◆ **WORK ORDER A**
Condense the paragraph of the background selection text that begins "Background selection is a process" into a short bulleted list that keeps its main facts.
◆ **WORK ORDER B**
Update a stretch of the background selection text that begins at the words "SimulationLevel" and stops after "(1998) B statistic.", replacing "treatments" with "conditions".

Background selection is a process whereby recurrent deleterious mutations cause a decrease in the effective population size and genetic diversity at linked loci. Several authors have suggested that variation in the intensity of background selection could cause variation in FST across the genome, which could confound signals of local adaptation in genome scans. We performed realistic simulations of DNA sequences, using recombination maps from humans and sticklebacks, to investigate how variation in the intensity of background selection affects FST and other statistics of population differentiation in sexual, outcrossing species. We show that, in populations connected by gene flow, Weir & Cockerham's (1984) estimator of FST is largely insensitive to locus-to-locus variation in the intensity of background selection. Unlike FST, however, dXY is negatively correlated with background selection. Moreover, background selection does not greatly affect the false positive rate in FST outlier studies in populations connected by gene flow. Overall, our study indicates that background selection will not greatly interfere with finding the variants responsible for local adaptation.
SimulationLevel
The data are a summary of all SNP for each simulation (all treatments and generations). It contains the number of migration rate, population size, presence/absence of selection, SNPs, JostD, Fst, Fst_averageOfRatios (meaning explained in the paper), Tajima's D, Dxy (Dxy average over all sites), Dxy_SNP (Dxy averaged over all plymorphic sites), Hs (within population genetic diversity) and Ht (total genetic diversity) both averaged over all sites, not only the polymorphic ones (as made clear from the long column name; to obtain the average of all SNP just multiply the the number of SNPs and divide by the number of sites in the focal region), and Hudson and Kaplan (1998) B statistic.

Collected data
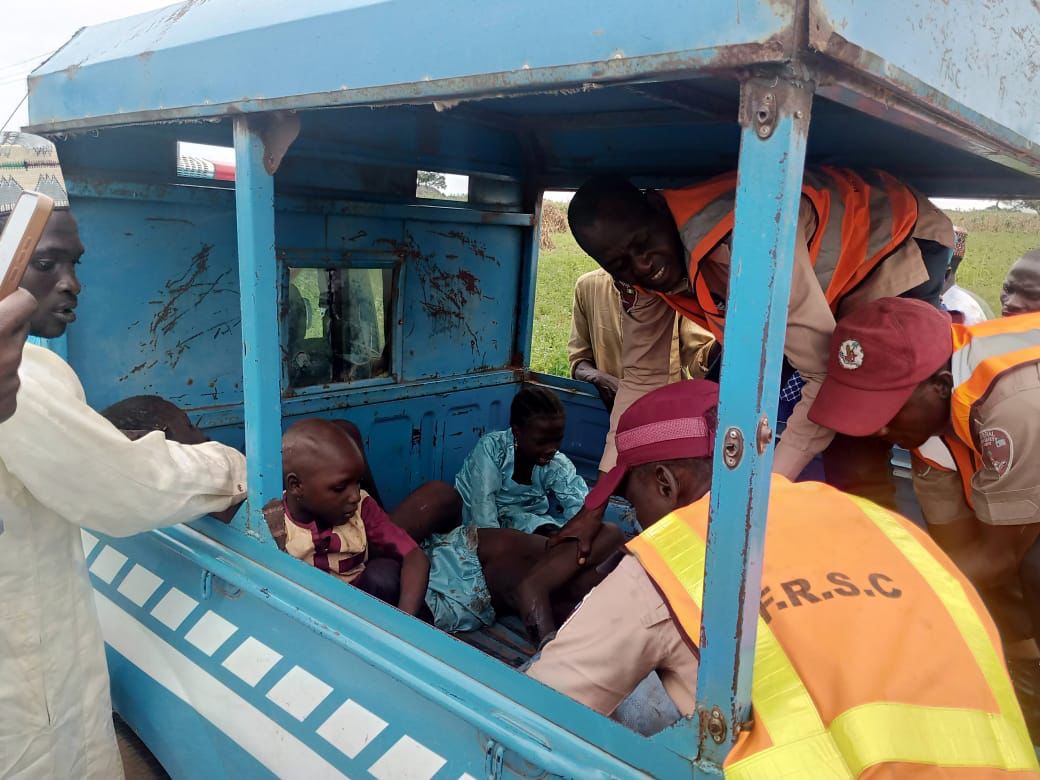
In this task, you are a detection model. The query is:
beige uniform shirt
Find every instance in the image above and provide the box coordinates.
[527,555,697,716]
[599,192,954,479]
[567,268,714,383]
[0,344,245,780]
[913,363,1040,525]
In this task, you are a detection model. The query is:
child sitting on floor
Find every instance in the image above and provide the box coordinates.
[272,419,430,615]
[456,385,589,536]
[423,386,623,640]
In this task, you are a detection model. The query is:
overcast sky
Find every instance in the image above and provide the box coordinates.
[0,0,990,208]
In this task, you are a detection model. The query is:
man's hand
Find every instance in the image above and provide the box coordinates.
[0,289,36,422]
[574,360,621,412]
[547,504,606,566]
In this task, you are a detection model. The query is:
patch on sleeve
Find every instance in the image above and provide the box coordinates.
[979,427,1015,476]
[614,280,636,314]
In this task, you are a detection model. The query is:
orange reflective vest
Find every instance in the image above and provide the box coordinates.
[654,166,917,341]
[628,475,1040,780]
[914,312,1040,506]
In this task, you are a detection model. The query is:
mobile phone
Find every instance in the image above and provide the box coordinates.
[0,190,54,301]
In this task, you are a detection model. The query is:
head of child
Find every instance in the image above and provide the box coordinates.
[586,380,719,528]
[510,385,567,466]
[0,133,83,338]
[282,419,365,528]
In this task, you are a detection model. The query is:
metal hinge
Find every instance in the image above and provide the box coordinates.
[484,739,505,780]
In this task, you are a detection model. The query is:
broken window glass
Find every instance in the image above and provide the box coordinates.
[286,267,393,387]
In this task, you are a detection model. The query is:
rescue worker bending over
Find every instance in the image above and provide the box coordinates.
[528,381,1040,780]
[568,167,954,503]
[809,298,1040,738]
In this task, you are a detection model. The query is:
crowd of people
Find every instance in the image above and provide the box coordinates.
[6,128,1040,777]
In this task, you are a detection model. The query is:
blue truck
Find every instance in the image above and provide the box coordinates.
[22,0,1040,780]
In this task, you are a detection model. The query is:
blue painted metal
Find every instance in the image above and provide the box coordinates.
[87,515,683,778]
[512,194,542,366]
[28,333,69,360]
[29,0,796,127]
[697,80,812,775]
[808,0,1040,153]
[235,116,282,542]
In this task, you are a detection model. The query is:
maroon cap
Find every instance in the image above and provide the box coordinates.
[586,380,719,510]
[809,297,954,436]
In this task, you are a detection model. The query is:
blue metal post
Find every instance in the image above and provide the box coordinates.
[234,116,282,542]
[697,79,812,776]
[513,192,543,368]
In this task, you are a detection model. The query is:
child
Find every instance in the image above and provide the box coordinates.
[423,386,623,640]
[276,419,430,615]
[456,385,589,536]
[423,525,624,642]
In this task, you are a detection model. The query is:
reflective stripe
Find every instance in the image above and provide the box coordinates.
[830,702,1036,777]
[628,486,1038,780]
[628,513,824,744]
[841,496,1040,770]
[950,314,1040,449]
[657,167,917,341]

◆ **WRITTEN ANSWER A**
- Background selection occurs when recurrent deleterious mutations reduce effective population size and genetic diversity at linked loci.
- Some authors have proposed that varying background selection could cause FST to vary across the genome and confound local-adaptation signals in genome scans.
- The study used realistic DNA sequence simulations with human and stickleback recombination maps to test effects on FST and other differentiation statistics in sexual, outcrossing species.
- With gene flow between populations, Weir & Cockerham's (1984) FST estimator is largely insensitive to locus-to-locus variation in background selection.
- Unlike FST, dXY is negatively correlated with background selection.
- Background selection does not greatly raise the false positive rate in FST outlier studies of populations connected by gene flow.
- Overall, background selection should not greatly hinder finding the variants responsible for local adaptation.

◆ **WRITTEN ANSWER B**
SimulationLevel
The data are a summary of all SNP for each simulation (all conditions and generations). It contains the number of migration rate, population size, presence/absence of selection, SNPs, JostD, Fst, Fst_averageOfRatios (meaning explained in the paper), Tajima's D, Dxy (Dxy average over all sites), Dxy_SNP (Dxy averaged over all plymorphic sites), Hs (within population genetic diversity) and Ht (total genetic diversity) both averaged over all sites, not only the polymorphic ones (as made clear from the long column name; to obtain the average of all SNP just multiply the the number of SNPs and divide by the number of sites in the focal region), and Hudson and Kaplan (1998) B statistic.